(Outline annotation records)
● ● ● ●

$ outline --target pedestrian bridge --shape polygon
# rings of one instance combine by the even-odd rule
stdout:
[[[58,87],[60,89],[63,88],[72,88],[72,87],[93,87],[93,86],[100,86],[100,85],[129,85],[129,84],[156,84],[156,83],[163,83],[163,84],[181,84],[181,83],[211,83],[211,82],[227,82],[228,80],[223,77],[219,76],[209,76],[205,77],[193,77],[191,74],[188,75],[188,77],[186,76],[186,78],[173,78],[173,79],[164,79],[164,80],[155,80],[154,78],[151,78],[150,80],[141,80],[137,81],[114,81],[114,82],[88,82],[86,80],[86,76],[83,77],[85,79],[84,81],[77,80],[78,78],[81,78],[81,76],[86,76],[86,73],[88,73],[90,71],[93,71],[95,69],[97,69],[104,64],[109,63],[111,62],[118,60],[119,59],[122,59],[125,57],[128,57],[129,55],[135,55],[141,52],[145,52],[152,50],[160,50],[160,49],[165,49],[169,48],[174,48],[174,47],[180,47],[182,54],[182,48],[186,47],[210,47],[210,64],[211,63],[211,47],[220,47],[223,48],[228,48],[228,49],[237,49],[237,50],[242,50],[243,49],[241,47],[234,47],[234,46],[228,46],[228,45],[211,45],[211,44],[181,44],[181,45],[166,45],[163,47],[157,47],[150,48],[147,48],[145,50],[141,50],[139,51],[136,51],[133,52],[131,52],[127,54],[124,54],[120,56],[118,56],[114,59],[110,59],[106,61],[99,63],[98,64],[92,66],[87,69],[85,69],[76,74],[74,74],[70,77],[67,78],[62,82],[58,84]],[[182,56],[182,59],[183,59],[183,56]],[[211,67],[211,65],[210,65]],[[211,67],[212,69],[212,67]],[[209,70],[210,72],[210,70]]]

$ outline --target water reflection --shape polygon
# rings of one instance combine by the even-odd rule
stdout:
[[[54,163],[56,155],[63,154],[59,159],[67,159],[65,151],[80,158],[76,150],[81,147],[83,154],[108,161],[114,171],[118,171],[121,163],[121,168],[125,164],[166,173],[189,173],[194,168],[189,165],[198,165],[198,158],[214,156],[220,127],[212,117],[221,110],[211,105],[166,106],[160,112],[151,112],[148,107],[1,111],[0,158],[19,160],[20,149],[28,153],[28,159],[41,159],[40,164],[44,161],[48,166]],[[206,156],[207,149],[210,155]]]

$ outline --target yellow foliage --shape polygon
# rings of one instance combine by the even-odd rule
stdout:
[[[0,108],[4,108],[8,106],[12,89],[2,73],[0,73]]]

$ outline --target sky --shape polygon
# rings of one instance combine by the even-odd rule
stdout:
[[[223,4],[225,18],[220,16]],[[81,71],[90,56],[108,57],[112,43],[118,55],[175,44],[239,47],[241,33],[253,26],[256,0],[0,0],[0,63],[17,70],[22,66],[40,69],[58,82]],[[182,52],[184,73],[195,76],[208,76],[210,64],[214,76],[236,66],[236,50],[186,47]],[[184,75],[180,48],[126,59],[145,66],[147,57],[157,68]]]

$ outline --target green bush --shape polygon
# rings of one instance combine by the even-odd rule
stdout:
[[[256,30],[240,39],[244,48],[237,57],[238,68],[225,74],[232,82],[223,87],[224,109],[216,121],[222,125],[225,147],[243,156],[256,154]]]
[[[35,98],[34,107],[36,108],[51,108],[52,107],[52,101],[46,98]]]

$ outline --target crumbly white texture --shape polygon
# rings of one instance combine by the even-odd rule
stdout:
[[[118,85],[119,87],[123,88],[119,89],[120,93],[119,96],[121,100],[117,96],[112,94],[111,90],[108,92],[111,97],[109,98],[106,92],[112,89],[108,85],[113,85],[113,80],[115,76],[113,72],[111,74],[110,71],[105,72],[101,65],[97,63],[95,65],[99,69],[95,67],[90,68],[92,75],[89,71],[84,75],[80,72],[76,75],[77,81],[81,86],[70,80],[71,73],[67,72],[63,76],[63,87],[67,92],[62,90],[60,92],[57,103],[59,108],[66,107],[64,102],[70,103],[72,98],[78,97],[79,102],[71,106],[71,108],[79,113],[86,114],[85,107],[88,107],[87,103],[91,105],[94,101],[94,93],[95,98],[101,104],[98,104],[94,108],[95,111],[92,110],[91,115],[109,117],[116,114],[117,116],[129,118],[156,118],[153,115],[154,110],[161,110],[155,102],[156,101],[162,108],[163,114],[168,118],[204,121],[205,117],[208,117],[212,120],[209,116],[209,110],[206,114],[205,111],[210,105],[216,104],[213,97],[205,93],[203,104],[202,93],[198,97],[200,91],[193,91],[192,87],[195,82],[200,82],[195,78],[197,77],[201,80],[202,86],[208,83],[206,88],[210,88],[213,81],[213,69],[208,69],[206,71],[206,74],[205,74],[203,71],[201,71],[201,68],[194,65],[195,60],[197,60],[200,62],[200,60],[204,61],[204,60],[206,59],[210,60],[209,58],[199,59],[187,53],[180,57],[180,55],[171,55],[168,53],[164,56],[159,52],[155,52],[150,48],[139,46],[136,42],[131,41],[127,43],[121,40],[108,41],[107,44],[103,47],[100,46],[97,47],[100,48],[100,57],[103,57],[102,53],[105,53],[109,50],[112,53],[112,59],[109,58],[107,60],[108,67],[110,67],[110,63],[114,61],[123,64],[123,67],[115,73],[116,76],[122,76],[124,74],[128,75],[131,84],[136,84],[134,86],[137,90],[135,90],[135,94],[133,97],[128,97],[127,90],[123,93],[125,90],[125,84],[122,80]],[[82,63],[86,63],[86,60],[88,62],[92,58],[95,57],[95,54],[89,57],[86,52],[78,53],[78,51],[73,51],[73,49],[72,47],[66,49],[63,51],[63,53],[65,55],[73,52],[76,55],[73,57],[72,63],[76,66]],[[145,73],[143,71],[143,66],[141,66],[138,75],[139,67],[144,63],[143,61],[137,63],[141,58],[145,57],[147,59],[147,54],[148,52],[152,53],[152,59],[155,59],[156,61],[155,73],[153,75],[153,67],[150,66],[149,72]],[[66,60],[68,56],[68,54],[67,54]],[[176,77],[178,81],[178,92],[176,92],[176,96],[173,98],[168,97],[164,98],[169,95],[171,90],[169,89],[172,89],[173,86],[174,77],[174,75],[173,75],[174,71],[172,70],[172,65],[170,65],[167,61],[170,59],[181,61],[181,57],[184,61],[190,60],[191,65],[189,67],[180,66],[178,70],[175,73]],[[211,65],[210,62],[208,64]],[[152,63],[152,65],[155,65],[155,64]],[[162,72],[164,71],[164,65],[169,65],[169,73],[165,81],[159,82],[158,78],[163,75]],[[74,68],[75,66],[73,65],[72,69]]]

● ● ● ●

▸ **WHAT YOU ARE ASKED TO DO**
Copy every line exactly. Leave nothing out.

▸ **THE SOLUTION**
$ outline --target pedestrian bridge --shape polygon
# rings of one instance combine by the even-odd rule
stdout:
[[[58,87],[60,89],[63,88],[72,88],[72,87],[93,87],[93,86],[100,86],[100,85],[129,85],[129,84],[156,84],[156,83],[163,83],[163,84],[181,84],[181,83],[211,83],[211,82],[227,82],[228,80],[223,77],[219,76],[209,76],[205,77],[193,77],[191,74],[188,75],[188,77],[186,76],[186,78],[173,78],[173,79],[164,79],[164,80],[155,80],[154,78],[151,78],[150,80],[141,80],[137,81],[114,81],[114,82],[88,82],[86,80],[86,76],[83,77],[85,79],[84,81],[77,80],[78,78],[81,78],[81,76],[86,76],[86,73],[88,73],[90,71],[93,71],[95,69],[97,69],[104,64],[109,63],[111,62],[118,60],[119,59],[122,59],[125,57],[128,57],[129,55],[135,55],[141,52],[145,52],[152,50],[160,50],[160,49],[165,49],[169,48],[174,48],[174,47],[180,47],[182,54],[182,48],[186,47],[210,47],[210,64],[211,63],[211,47],[220,47],[223,48],[228,48],[228,49],[237,49],[237,50],[242,50],[243,49],[241,47],[234,47],[234,46],[228,46],[228,45],[211,45],[211,44],[181,44],[181,45],[166,45],[163,47],[157,47],[150,48],[147,48],[145,50],[141,50],[139,51],[136,51],[133,52],[131,52],[127,54],[124,54],[120,56],[118,56],[114,59],[110,59],[106,61],[99,63],[98,64],[92,66],[87,69],[85,69],[76,74],[74,74],[70,77],[67,78],[62,82],[58,84]],[[182,56],[182,59],[183,59],[183,56]],[[211,67],[211,65],[210,65]],[[211,67],[212,69],[212,67]],[[209,70],[210,72],[210,70]]]

$ outline --target water reflection --shape polygon
# rings of one instance combine by the even-odd rule
stdout:
[[[54,163],[56,155],[63,154],[59,159],[67,159],[65,151],[80,158],[76,150],[81,147],[83,154],[108,161],[114,171],[118,171],[121,163],[121,168],[125,164],[166,173],[189,173],[194,168],[189,165],[198,165],[198,158],[214,156],[220,127],[212,117],[221,110],[211,105],[166,106],[160,112],[151,112],[148,107],[1,111],[0,158],[19,160],[20,149],[28,153],[28,159],[41,159],[40,164],[44,161],[48,166]],[[206,156],[207,149],[210,155]]]

$ outline --target yellow foliage --shape polygon
# rings of one instance combine by the even-odd rule
stdout:
[[[0,108],[4,108],[8,106],[12,89],[2,73],[0,73]]]

$ outline --target sky --shape polygon
# rings of one instance combine by the even-odd rule
stdout:
[[[223,4],[225,18],[220,16]],[[81,71],[90,56],[108,57],[112,43],[118,55],[175,44],[239,47],[241,33],[253,26],[256,0],[0,0],[0,63],[17,70],[22,66],[40,69],[58,82]],[[182,52],[184,73],[195,76],[208,76],[210,64],[214,76],[236,66],[236,50],[186,47]],[[184,75],[180,48],[126,59],[145,66],[147,57],[157,68]]]

$ outline --target green bush --shape polygon
# rings of one instance combine by the even-odd rule
stdout:
[[[256,30],[240,39],[244,48],[237,57],[238,68],[225,74],[232,82],[223,87],[224,109],[216,121],[222,125],[225,147],[243,156],[256,154]]]
[[[35,98],[34,107],[36,108],[51,108],[52,107],[52,101],[46,98]]]

$ outline --target crumbly white texture --shape polygon
# rings of one instance combine by the even-odd rule
stdout:
[[[118,85],[119,87],[123,88],[119,89],[120,93],[119,96],[121,100],[117,96],[112,94],[111,90],[108,92],[111,97],[109,98],[106,92],[112,89],[108,85],[113,85],[113,80],[115,76],[113,72],[111,74],[110,71],[105,72],[101,65],[97,63],[95,65],[99,69],[95,67],[90,68],[92,75],[89,71],[84,75],[80,72],[76,75],[77,81],[81,86],[70,80],[71,73],[67,72],[63,76],[63,87],[67,92],[62,90],[60,92],[57,103],[59,108],[66,107],[64,102],[70,103],[72,98],[78,97],[79,102],[71,106],[71,108],[79,113],[86,114],[85,107],[88,107],[87,103],[91,105],[94,101],[94,93],[95,98],[101,104],[98,104],[94,108],[95,111],[92,110],[91,115],[109,117],[116,114],[117,116],[129,118],[156,118],[153,115],[154,110],[161,110],[155,102],[156,101],[162,108],[163,114],[168,118],[204,121],[205,117],[208,117],[212,120],[209,116],[209,110],[206,114],[205,111],[210,105],[216,104],[213,97],[205,93],[203,104],[202,93],[198,97],[200,91],[193,91],[192,87],[195,82],[200,82],[195,78],[197,77],[201,80],[202,86],[208,83],[206,88],[210,88],[213,81],[213,69],[208,69],[206,71],[206,74],[205,74],[203,71],[201,71],[201,68],[194,65],[195,60],[197,60],[200,62],[200,60],[204,61],[204,60],[206,59],[210,60],[209,58],[199,59],[187,53],[180,57],[180,55],[171,55],[168,53],[164,56],[159,52],[155,52],[150,48],[139,46],[136,42],[131,41],[127,43],[121,40],[108,41],[107,44],[103,47],[100,46],[97,47],[100,48],[100,57],[103,57],[102,53],[105,53],[109,50],[112,53],[112,59],[109,58],[107,60],[108,67],[110,67],[110,63],[114,61],[123,64],[123,67],[115,73],[116,76],[122,76],[124,74],[128,75],[131,84],[136,84],[134,86],[137,90],[135,90],[135,94],[133,97],[128,97],[127,90],[123,93],[125,90],[125,84],[122,80]],[[82,63],[86,63],[86,60],[88,62],[92,58],[95,57],[95,54],[89,57],[86,52],[78,53],[78,51],[73,51],[73,49],[72,47],[66,49],[63,51],[63,53],[65,55],[73,52],[76,55],[73,57],[72,63],[76,66]],[[145,73],[143,71],[143,66],[141,66],[138,75],[139,67],[144,63],[143,61],[137,63],[141,58],[145,57],[147,59],[147,54],[148,52],[152,53],[152,59],[155,59],[156,61],[155,73],[153,75],[153,67],[150,66],[149,72]],[[66,60],[68,56],[68,54],[67,54]],[[176,77],[178,81],[178,92],[176,92],[176,96],[173,98],[168,97],[164,98],[169,95],[171,90],[169,89],[172,89],[173,86],[174,77],[174,75],[173,75],[174,71],[172,70],[172,65],[170,65],[167,61],[170,59],[181,61],[181,57],[184,61],[190,60],[191,65],[189,67],[180,66],[178,70],[175,73]],[[211,65],[210,62],[208,64]],[[152,63],[152,65],[155,65],[155,64]],[[162,72],[164,71],[164,65],[169,65],[169,73],[165,81],[159,82],[158,78],[163,75]],[[74,68],[75,66],[73,65],[72,69]]]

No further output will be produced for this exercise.